断腸亭料理日記2004

浅草・元祖恵比寿ラーメン

4月22日(木)夜

8時頃オフィスを出る。

今日は、恵比寿ラーメンにしようと思った。
一度帰宅し、車で千束五叉路。

この恵比寿ラーメンをご存知・ご記憶の方はおられるだろうか。
もう20年ほど経つだろうか。
今に続く東京のラーメンブームの火付け役ではなかったか。

もちろん、恵比寿ラーメンである。
恵比寿にあった。

もともとは、屋台。
筆者の大学時代のことである。
首都圏東北部にある大学から、話題になっていると聞きつけ、
夜、彼女(今の妻)と、車で来てみた。
恵比寿駅から、駒沢通り沿いにしばらく行き、右側にあった。
夜、9時か10時くらいであったのであろうか。
かなりの行列であった。

まだ、さほど腹も減っていないので、その辺(代官山。
当時からちょっとおしゃれな街になっていた。)を一周り
してみることにした。

4、50分後、屋台に戻り、列についた。
しかし、なんと、直前で、麺が切れ、終了。
かなり悔しい思いをした。

そんなことがあった。

その後、就職し、東京に戻り、何度か通った。
さらに、その後この店は、麻布へ移り、
何年か前に、この地に移ってきた。

味は、その屋台当時と変わっていないのではないのだろうか。
このラーメン。最初に食べた時の感動は今でも忘れない。
初めて、心からからうまいと思い、無言で啜った、のを憶えている。

しょうゆである。
しかし、ほんとうに、ノーマルなしょうゆ味で、うまい、というのは
かなり、難しい。

大抵は、しょうゆの味が勝ち、からいだけのものになる。

[未加工データ]:
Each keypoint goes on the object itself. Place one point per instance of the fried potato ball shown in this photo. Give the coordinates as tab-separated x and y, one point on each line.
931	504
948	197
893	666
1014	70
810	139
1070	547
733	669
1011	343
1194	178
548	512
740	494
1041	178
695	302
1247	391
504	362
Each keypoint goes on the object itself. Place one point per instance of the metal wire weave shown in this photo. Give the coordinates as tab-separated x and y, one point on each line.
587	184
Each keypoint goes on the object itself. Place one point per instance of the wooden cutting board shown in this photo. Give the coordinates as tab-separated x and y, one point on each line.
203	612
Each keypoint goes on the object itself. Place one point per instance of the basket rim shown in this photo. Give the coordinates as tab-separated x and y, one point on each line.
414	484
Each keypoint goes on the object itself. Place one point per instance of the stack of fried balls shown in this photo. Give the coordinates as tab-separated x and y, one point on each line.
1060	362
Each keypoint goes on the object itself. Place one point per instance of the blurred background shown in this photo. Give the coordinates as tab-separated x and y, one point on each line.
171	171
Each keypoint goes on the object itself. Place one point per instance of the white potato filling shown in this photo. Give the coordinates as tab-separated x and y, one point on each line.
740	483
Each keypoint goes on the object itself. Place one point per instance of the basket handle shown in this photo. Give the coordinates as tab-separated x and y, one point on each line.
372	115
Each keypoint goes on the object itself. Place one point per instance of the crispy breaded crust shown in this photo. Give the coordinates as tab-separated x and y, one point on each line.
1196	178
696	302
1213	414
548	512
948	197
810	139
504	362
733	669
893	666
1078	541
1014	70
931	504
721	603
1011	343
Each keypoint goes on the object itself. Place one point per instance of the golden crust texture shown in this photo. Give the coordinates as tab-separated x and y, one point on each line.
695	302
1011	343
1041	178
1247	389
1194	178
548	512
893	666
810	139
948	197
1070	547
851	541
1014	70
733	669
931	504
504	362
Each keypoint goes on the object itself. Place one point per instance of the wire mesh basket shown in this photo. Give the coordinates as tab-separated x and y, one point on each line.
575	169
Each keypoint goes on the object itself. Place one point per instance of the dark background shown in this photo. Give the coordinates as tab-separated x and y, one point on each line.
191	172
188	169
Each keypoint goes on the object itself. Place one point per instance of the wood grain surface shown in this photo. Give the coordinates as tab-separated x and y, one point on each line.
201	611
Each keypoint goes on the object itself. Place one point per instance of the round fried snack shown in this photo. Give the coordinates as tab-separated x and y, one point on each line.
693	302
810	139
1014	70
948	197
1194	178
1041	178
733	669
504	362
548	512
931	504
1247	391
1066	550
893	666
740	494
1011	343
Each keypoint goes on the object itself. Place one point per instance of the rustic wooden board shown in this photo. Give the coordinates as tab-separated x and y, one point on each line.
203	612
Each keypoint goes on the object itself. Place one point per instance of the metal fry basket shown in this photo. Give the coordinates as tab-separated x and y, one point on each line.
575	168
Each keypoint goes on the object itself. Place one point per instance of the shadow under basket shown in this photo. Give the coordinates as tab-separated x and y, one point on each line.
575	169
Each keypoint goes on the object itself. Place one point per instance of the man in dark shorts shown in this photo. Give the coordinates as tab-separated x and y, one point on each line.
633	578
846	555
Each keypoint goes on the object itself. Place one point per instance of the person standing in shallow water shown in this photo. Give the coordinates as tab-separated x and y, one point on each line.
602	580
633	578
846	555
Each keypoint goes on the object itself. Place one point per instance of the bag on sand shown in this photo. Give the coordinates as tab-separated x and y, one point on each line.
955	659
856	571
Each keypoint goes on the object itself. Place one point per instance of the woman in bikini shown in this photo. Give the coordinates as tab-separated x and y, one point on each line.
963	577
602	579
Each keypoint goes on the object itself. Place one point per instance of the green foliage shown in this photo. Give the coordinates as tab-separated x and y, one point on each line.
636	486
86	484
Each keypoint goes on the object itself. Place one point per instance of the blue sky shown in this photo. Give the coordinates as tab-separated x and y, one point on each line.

[課題]:
恵比寿ラーメンをめぐる日記の文章を、最後の一文の次から書き継いでください。

[結果]:
あたりまえのものを、過不足なく、
うまく作るのは至難の業なのではないのだろうか。
前に書いた、四谷三丁目「まるいち」も、しょうゆであるが
残念ながら、ここには及ばない。

ここのしょうゆ、ほんとうに、特徴を書くのが難しい。
あえて、あげると、メンマの風味。
こう書くと、具のメンマだろう、、と思われるかも知れない。
具のメンマだけでなく、スープにも、もともと、
その香りがついているように思う。

しょうゆというと魚系のダシのところも多いが、ここのものは
それでもない。(入っているかも知れぬが、気が付かない。)

鶏?とんこつ?その他いろいろあるが、
どれが勝っている、というのでもない。
非常にバランスが取れ、かつ、うまみが深い。

千束五叉路、国際通りの三ノ輪に向かって左側。
カウンターのみ。
この地に移り、往年の行列は流石にないのはさびしい。
しかし、筆者にはそんなことは、関係ない。
流行の有名店がほんとうにうまいのか?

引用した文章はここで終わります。